[Items from a data source]
• • •

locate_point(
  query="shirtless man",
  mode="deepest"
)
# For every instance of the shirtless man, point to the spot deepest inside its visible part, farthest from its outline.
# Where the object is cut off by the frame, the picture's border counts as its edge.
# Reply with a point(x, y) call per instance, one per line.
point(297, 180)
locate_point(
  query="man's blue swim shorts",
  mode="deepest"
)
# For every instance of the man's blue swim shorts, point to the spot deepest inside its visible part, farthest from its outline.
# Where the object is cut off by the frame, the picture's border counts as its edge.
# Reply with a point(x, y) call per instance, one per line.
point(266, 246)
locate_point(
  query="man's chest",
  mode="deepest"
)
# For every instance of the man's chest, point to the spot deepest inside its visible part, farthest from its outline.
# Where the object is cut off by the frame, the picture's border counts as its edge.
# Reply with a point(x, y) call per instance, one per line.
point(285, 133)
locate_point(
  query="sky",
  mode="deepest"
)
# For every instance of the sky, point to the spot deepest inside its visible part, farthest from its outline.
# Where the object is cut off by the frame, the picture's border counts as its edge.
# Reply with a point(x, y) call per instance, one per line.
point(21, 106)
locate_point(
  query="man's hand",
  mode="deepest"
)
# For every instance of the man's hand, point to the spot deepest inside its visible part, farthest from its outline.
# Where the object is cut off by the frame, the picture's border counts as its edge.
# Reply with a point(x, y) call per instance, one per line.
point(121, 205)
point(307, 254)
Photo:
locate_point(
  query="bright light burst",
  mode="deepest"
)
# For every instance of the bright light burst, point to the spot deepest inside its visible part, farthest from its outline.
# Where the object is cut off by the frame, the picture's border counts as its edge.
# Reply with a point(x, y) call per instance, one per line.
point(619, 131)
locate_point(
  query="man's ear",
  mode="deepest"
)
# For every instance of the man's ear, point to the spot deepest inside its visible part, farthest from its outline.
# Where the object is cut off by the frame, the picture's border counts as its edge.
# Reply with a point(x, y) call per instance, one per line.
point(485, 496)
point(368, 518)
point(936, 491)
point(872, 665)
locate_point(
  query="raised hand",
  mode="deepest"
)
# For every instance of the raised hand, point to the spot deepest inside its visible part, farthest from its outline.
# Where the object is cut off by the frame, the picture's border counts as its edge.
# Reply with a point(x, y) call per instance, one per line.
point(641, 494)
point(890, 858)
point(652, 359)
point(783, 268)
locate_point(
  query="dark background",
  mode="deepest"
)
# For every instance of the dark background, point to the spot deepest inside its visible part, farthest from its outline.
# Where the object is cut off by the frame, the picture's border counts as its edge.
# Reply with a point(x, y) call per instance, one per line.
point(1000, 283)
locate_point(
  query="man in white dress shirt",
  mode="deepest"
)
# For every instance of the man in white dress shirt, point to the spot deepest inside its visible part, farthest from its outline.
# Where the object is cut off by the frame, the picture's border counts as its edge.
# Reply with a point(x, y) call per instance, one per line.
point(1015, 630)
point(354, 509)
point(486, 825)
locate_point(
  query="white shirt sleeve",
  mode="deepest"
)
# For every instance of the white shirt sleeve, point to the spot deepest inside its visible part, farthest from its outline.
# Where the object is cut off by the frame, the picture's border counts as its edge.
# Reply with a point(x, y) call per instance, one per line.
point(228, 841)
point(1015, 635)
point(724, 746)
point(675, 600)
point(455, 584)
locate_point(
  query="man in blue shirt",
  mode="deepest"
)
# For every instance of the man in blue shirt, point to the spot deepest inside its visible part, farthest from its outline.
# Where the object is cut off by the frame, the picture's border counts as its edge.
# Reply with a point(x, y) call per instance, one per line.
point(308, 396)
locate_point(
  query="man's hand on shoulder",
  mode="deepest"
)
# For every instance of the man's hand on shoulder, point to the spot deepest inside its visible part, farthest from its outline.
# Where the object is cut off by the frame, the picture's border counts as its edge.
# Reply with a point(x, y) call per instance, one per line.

• • •

__Written instruction__
Retype the items above line for line, with no changes.

__Completed exercise__
locate_point(
  query="shirtless man",
  mode="deepest"
)
# For every instance of the shirtless man, point to the spot deepest inside its visible part, farthest from its outline.
# Where the object is cut off by the frame, the picture's border counts as its edge.
# Reply with a point(x, y) call per instance, one per line.
point(297, 180)
locate_point(
  query="man's blue swim shorts",
  mode="deepest"
)
# For every instance of the man's blue swim shorts, point to the spot deepest inside its visible part, farthest from its outline.
# Where the object is cut off by the frame, the picture's border counts as its edge.
# Reply with a point(x, y) call per instance, one per line.
point(266, 246)
locate_point(
  query="man's chest",
  mode="deepest"
)
# For every instance of the man's chest, point to the spot deepest inside its visible part, farthest from its outline.
# Where the object is cut off by the frame, the picture's border counts as its edge.
# Reply with a point(x, y) call per instance, one per line.
point(285, 133)
locate_point(
  query="sky",
  mode="deepest"
)
# For every instance of the sky, point to the spot deepest inside its visible part, farthest from its outline.
# Where the object is cut off by the frame, the picture's border counts as its edge.
# Reply with a point(x, y) call per instance, one per line.
point(21, 106)
locate_point(
  query="man's hand",
  mode="deepest"
)
# For every instance of the man's hand, point to the spot deepest inside its visible part, farthest from its outline.
# Where the object is cut off by the frame, the picture's border counts as its edge.
# Reply with a point(x, y) call per instance, one per line.
point(121, 205)
point(307, 254)
Photo:
locate_point(
  query="bright light burst",
  mode="deepest"
)
# For every instance of the bright light burst, point to the spot deepest inside its visible part, farthest from its outline.
# Where the object is cut off by the frame, the picture's border counts as its edge.
# Reply with a point(x, y) call per instance, one per line.
point(619, 131)
locate_point(
  query="man's ear",
  mode="deepest"
)
# For every instance of the man's ear, point to the spot deepest inside its visible part, farthest from its outline.
# Where the object is cut off by the frame, the picture's border counts as its edge.
# Reply with a point(x, y) call per instance, one per line.
point(485, 496)
point(368, 518)
point(936, 491)
point(872, 665)
locate_point(
  query="raised hand",
  mode="deepest"
)
# For every instance of the raised hand, point to the spot deepest inside its visible part, farthest from its outline.
# Where the object is cut off by the frame, the picture's border counts as its edge.
# Reply with a point(x, y) call per instance, one per line.
point(641, 494)
point(890, 858)
point(652, 359)
point(783, 268)
locate_point(
  query="dark background",
  mode="deepest"
)
# For every instance of the dark background, point to the spot deepest inside its visible part, farthest from its outline.
# Where the object is cut off by the frame, the picture's border counts as its edge.
# Reply with a point(x, y) call per instance, one per line.
point(1000, 283)
locate_point(
  query="man in white dress shirt",
  mode="deepest"
)
# For every instance of the man in white dress shirt, point to the spot deepest inside its visible part, farthest from its outline.
# Where the object is cut off by the frame, the picture's border counts as its edge.
# Reply with a point(x, y) call per instance, one per line.
point(1015, 630)
point(354, 509)
point(486, 825)
locate_point(
  query="white shirt sleeve",
  mode="deepest"
)
# For every instance of the white shirt sleeve, point to the spot deepest inside its visible part, farthest from its outline.
# Where the object is cut off by the frame, the picture's border counts as its edge.
# Reply with a point(x, y) call per instance, one per line.
point(228, 841)
point(1015, 635)
point(724, 746)
point(675, 600)
point(455, 584)
locate_point(
  query="man in blue shirt",
  mode="deepest"
)
# For every instance of the man in blue shirt, point to the spot deepest inside its visible part, farthest from its outline.
# Where the object is cut off by the frame, the picture's border counts as its edge.
# Reply with a point(x, y) call per instance, one per line.
point(308, 396)
locate_point(
  query="man's hand on shoulder",
  mode="deepest"
)
# For every instance of the man's hand on shoulder, point to the spot deepest inside its visible part, farthest from its outline.
# Where the object is cut off by the frame, the picture's border counts as its edge.
# Reply with a point(x, y) call per instance, one per line.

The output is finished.